---- Extrait à lire
PORTÉE, TARES ET CONTRADICTION DE L’ACCORD EUROPÉEN
31 juillet 2020 at 9:00 Laisser un commentaire

Que penser du plan de relance européen de 750 milliards d’euros adopté le 21 juillet dernier par les « 27 » ?
D’un côté, de mon point de vue, la portée politique de l’accord mérite attention. Un emprunt commun de cette envergure à un taux proche de zéro (et remboursable sur 30 ans à partir de 2028), c’est non seulement sans précédent, mais contraire aux règles des traités, ce qui prouve une fois de plus que ce qui compte avant tout est la volonté politique et non la norme juridique. Par ailleurs, l’octroi de subventions aux pays les plus touchés par les conséquences ravageuses de la crise du Covid-19, serait -si tout se passait comme promis- un réel acte de solidarité budgétaire : une perspective hier encore impensable dans cette « Europe du chacun pour soi » que nous dénoncions avec raison jusqu’à ces dernières semaines. Le revirement de l’Allemagne à cet égard -même s’il est dicté par son intérêt bien compris d’éviter un écroulement économique de ses principaux clients- constitue un fait tout sauf négligeable. Enfin, l’accueil enthousiaste de ces mesures, y compris à gauche, dans les pays du Sud de l’Europe (cf Podemos en Espagne) est un fait politique marquant. Problème : à ce stade, cette solidarité tant attendue est loin d’être garantie dans les faits !
Le prix payé pour « acheter » l’unanimité d’une UE profondément fracturée est, en effet, très lourd ! L’une des dangereuses tares de l’accord qui résultent de ce compromis boiteux est le maintien (pour l’Allemagne) et même le renforcement (pour l’Autriche, les Pays-Bas, le Danemark et la Suède) des « rabais » sur leur contribution au budget de l’UE. Il s’agit là non seulement d’une dépense inique de plus de 50 milliards d’euros à la charge d’autres pays (dont la France), mais d’un encouragement au chantage « thatchérien » au véto sur toute décision budgétaire à venir. Une autre tare à combattre (Le Parlement européen s’est d’ailleurs engagé à s’y opposer) est précisément le rabotage scandaleux opéré (sous la pression des mêmes États) dans le budget 2021-2027 (adopté en même temps que le plan de relance) dans des dépenses aussi cruciales que ceux de la santé, de la recherche, des bourses Erasmus pour les jeunes, de la politique d’asile et même de l’aide à la transition écologique ! Quant au financement des 390 milliards de subventions, il dépend de l’instauration de taxes européennes (comme celle sur les géants du numérique -les GAFAM notamment- ou celle sur les transactions financières) dont la concrétisation est à ce jour au point zéro .
Et maintenant ? Critiquer ne suffit pas, il faut agir. Un champ de convergences s’ouvre, en effet, entre toutes celles et tous ceux qui sont conscients que l’UE est face à une contradiction explosive. En créant une immense attente dans les pays du Sud de l’Europe, elle s’est imposée, de fait, une obligation de résultats : selon que les citoyens constateront qu’un nouveau cours est engagé ou, au contraire, que rien n’a changé dans les faits, sonnera l’heure d’une relance de « l’Europe » ou celle de sa désintégration. Tel est le grand défi de la période qui s’ouvre.
--------
---- Entrées fournies
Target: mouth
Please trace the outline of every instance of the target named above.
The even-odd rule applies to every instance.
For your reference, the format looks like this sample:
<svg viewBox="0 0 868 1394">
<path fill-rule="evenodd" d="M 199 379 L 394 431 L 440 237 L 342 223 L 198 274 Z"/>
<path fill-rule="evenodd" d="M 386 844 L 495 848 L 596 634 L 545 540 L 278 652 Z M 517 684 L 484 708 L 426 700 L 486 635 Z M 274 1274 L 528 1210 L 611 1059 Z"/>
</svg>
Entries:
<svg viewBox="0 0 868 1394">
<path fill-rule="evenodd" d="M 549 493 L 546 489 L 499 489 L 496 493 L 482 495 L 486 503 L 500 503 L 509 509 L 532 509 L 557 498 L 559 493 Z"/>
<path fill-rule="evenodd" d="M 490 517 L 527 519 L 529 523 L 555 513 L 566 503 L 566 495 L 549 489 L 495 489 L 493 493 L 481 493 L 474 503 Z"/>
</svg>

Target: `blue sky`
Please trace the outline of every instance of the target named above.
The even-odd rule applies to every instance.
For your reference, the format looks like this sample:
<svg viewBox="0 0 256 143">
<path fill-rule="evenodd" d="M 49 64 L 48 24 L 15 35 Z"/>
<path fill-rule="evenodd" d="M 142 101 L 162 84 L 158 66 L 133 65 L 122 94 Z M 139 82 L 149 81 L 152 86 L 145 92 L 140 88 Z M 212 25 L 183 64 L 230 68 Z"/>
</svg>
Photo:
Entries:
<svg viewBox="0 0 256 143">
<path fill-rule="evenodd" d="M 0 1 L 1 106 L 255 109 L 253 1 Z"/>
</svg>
--------
# Exercice:
Dans le billet sur l'accord européen, reproduisez fidèlement le passage qui va de « Et maintenant ? » jusqu'à « période qui s’ouvre. ».

# Résultat de l'exercice:
Et maintenant ? Critiquer ne suffit pas, il faut agir. Un champ de convergences s’ouvre, en effet, entre toutes celles et tous ceux qui sont conscients que l’UE est face à une contradiction explosive. En créant une immense attente dans les pays du Sud de l’Europe, elle s’est imposée, de fait, une obligation de résultats : selon que les citoyens constateront qu’un nouveau cours est engagé ou, au contraire, que rien n’a changé dans les faits, sonnera l’heure d’une relance de « l’Europe » ou celle de sa désintégration. Tel est le grand défi de la période qui s’ouvre.